----- FRAGMENTO DE TEXTO -----
Evolución ideológica
Los 45 días que Simone Weil pasó en España, de los que se conocen escasos datos gracias a un puñado de documentos, como los apuntes de un diario que llevó en un cuaderno Moleskine, constituyen la trama narrativa de La columna (Tusquets), una mezcla de crónica novelada de una aventura bélica y de reportaje literario sobre la experiencia española de Weil y Bernanos, de cómo sus convicciones políticas no les cegaron a la hora de discernir entre el bien y el mal. La carta de la pensadora, que fue descubierta en la billetera del viejo escritor el día de su muerte, el 5 de julio de 1948 —no se sabe si llegó a contestar—, bebe de esa misma literatura ecuánime del reducido vagón encabezado por Chaves Nogales.
El autor del libro, el joven novelista galo Adrien Bosc (Aviñón, 1986), en esa búsqueda por equiparar las vivencias, las decepciones y las transformaciones padecidas por ambos intelectuales, también aprovecha para desarrollar microhistorias que impactaron especialmente a la filósofa, como la de Ángel Caro, un joven de Quinto, un pueblo de Aragón, que se alistó en las tropas falangistas para borrar las sospechas que tildaban de rojo a su padre, un maestro católico cuyo crimen había sido no oponerse a la retirada del crucifijo de su aula. Sus restos descansan en la actualidad en el Valle de los Caídos.
El conocimiento de este tipo de ejemplos de violencia de retaguardia hizo que Weil renegase de sus postulados revolucionarios. Primero cargó contra los estalinistas y más tarde también condenaría la deriva autoritaria de los anarquistas en un artículo que no quiso publicar por miedo a que la malinterpretaran. "Voy, lo sé, a desconcertar, a escandalizar a muchos compañeros. Pero cuando se habla en nombre de la libertad, hay que tener el valor de decir lo que se piensa, aunque no guste", sentenció. La Guerra Civil le sirvió para confirmar que no hay causa justa que no sea ensuciada por querer hacer que triunfe.
----- EXTRACTO DE DATOS -----
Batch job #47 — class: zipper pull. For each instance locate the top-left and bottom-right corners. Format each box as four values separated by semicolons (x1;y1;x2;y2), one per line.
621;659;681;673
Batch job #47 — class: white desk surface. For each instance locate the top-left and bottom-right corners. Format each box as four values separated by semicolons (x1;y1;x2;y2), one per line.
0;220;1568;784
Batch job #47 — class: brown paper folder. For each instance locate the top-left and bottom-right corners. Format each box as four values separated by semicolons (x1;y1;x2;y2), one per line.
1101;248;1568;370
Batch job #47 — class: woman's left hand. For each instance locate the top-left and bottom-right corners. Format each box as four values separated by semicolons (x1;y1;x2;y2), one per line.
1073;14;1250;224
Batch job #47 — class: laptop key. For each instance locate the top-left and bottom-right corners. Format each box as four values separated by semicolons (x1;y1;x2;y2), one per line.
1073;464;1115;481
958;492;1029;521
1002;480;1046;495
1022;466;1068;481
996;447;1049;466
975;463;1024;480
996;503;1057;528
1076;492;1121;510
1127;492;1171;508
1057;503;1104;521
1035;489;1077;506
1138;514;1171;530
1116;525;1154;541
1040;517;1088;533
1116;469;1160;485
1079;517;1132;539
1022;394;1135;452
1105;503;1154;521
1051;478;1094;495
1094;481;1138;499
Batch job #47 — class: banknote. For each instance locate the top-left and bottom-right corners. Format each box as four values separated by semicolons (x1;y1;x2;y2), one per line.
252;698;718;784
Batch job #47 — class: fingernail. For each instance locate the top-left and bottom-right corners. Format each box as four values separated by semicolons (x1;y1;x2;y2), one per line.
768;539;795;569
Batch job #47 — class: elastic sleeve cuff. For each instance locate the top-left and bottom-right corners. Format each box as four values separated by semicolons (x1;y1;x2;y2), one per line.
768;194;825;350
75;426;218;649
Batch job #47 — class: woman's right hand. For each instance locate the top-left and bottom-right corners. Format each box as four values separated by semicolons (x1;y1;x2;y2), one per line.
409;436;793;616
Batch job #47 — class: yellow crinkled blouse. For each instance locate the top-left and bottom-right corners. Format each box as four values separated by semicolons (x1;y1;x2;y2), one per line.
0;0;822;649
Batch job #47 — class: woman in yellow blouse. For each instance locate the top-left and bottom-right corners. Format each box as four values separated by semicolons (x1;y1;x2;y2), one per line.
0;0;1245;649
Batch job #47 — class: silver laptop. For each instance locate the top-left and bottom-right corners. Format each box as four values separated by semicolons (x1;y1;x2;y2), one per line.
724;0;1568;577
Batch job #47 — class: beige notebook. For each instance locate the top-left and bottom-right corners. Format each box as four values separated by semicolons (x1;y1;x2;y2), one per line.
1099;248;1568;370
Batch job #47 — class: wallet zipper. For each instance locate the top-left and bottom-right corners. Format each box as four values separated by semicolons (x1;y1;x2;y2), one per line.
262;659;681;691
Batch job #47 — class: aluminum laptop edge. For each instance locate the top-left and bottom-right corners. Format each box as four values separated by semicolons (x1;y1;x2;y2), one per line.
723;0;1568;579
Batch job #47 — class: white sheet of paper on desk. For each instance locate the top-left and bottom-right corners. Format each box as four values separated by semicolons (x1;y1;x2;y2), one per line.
-----
- [ENUNCIADO 1]
Responde estas preguntas sobre el fragmento acerca de Simone Weil en España:
(a) ¿Dónde se descubrió la carta de la pensadora y en qué fecha?
(b) ¿De qué pueblo era Ángel Caro y en qué región se encuentra?
(c) ¿Por qué Weil no quiso publicar el artículo en que condenaba la deriva autoritaria de los anarquistas?
- [ENUNCIADO 2]
Escribe una continuación del fragmento sobre Simone Weil y la Guerra Civil que arranque tras su última oración.

- [RESPUESTA ESCRITA 1]
(a) En la billetera del viejo escritor, el día de su muerte, el 5 de julio de 1948.
(b) De Quinto, un pueblo de Aragón.
(c) Por miedo a que la malinterpretaran.

- [RESPUESTA ESCRITA 2]
Su peripecia española fue tan fugaz porque resultó herida durante un ataque franquista: pisó una sartén con aceite hirviendo y se quemó la pierna. Sus padres, con la ayuda de Julián Gorkin, la sacarían de un hospital militar donde empezaba a delirar y regresaron a Francia el 25 de septiembre. La autora de obras como Echar raíces y A la espera de Dios dejó de creer en la victoria republicana, pero se mantuvo fiel al principio de unirse al bando de los vencidos. En su última etapa evolucionó hacia la conciencia mística. De ella dijo Albert Camus que se trataba de "el único gran espíritu de nuestro tiempo".
Durante su breve existencia —murió con 34 años, tras contribuir a la Resistencia desde Londres elaborando informes—, Weil demostró un amor incondicional a la vida y una honda solidaridad con los humillados y ofendidos. "Soy filósofa y me intereso por la humanidad", resumió. Su gran preocupación era el ser humano. Así se lo dijo a Bernanos refiriéndose a la "embriaguez" por el asesinato y las sonrisas cómplicetes, que se desató en España: "Porque no podemos concebir ese fin —el bien público, el bien de los hombres— cuando no damos ningún valor a los hombres".